● Exercise task: Reproduce all of the data below word for word, omitting the pictures.

[Items from a data source]
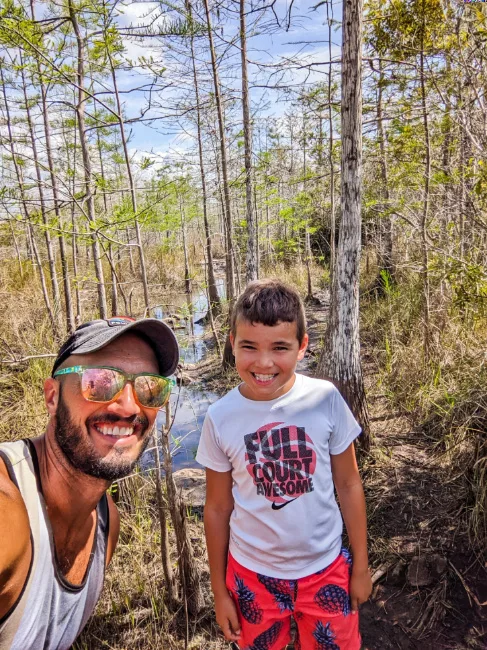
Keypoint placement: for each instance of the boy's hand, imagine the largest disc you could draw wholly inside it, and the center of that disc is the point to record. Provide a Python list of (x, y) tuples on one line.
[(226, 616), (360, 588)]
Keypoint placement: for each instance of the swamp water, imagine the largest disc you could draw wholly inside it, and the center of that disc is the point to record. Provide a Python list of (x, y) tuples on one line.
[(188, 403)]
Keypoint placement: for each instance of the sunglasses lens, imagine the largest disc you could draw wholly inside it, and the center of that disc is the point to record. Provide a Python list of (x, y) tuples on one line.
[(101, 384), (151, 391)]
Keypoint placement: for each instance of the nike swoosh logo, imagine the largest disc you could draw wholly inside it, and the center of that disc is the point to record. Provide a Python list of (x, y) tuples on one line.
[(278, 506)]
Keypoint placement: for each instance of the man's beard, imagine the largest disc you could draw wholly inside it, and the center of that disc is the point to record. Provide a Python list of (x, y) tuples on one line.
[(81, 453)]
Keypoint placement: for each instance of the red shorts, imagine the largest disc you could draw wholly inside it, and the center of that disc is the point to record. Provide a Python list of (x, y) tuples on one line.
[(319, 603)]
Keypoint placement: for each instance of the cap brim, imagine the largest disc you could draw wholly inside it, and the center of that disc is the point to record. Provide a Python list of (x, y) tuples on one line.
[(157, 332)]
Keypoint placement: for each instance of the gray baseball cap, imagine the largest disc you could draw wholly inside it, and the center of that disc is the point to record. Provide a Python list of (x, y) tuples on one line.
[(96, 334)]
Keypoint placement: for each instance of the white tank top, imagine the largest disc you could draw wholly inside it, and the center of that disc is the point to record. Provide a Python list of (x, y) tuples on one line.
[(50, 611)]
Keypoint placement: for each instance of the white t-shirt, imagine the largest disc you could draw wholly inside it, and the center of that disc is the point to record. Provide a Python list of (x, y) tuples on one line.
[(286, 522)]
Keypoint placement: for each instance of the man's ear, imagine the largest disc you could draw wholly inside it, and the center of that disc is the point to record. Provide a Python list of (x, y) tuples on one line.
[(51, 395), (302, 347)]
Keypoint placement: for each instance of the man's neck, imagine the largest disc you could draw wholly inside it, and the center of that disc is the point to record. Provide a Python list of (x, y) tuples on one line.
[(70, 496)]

● Result:
Keypoint placement: for each instance of the boy's hand, imagine the largest disc you could draw wholly inside it, and the center of that disc is the point to record. Provide a Python list of (x, y) tuples on one line.
[(226, 616), (360, 588)]
Keypoint placement: for each instance of the swamp water, imagine the largest disc you could draw wholly inside it, and the center of that disc is the point to record. Provide a Python list of (x, y) tuples on one line.
[(188, 403)]
Keypoint placement: for each instance of the sunglasses lens, imagine the largest disc you could draw wholly inside it, and the center of that disc is the point to record. Provide a Python list of (x, y) tuples on one line.
[(101, 384), (151, 391)]
Keypoint placement: for each instance of the nike swoosh logo, imagine the largest disc you could draw wholly inside it, and the center of that disc is the point to record. Provide a Python list of (x, y) tuples on one line.
[(278, 506)]
Keypoint placement: for each instance of the man's beard, imagine the largest disc you could draw wholly inside it, and the center of that disc is the point to record. Provide a Python list of (x, y) tuples on one line.
[(81, 453)]
Keypoint placement: for each instance of the red shorts, imagine the largest disc you could draw wholly inside it, and the center of that disc is the point to record. Provide a Python list of (x, y) tuples on one line.
[(319, 603)]
Keypoint placement: for each instance of the cap brim, imagine the largest disc you could draw wholly inside it, and the center of that disc is the point to record. Provide a Python list of (x, y) tuples on one line.
[(157, 332)]
Keypoint placement: for each instance of the gray baseball cap, imagine the largest disc you could draw wholly inside it, and the center of that disc is the point to record. Provide a Python list of (x, y) tuples on one line.
[(96, 334)]
Keypoint placement: for each instance of the white tank top, imagine the largest disc you could draw wholly inside it, and the center of that disc is the point to record. Provide a Python list of (x, y) tuples on one line.
[(50, 611)]
Keypoint placement: for each instance of the white t-shirt, imagine the largest disc you could draw wholly inside it, and the center of that disc is the point to record. Provide a Python list of (x, y) tuples on one line.
[(286, 522)]
Keypoint placement: for each instance of the man's ear, imagine the largest disc you could draw wholly inside it, and the center of that disc is the point to record. Provide a Python list of (x, y) tuples on one line.
[(51, 395), (302, 347)]
Keypoint placement: for each instance of the man's neck, imagine the largest disc you could draw wholly inside it, and the center of that disc is the point to record. Provide a Python list of (x, y) tuples on one line.
[(70, 496)]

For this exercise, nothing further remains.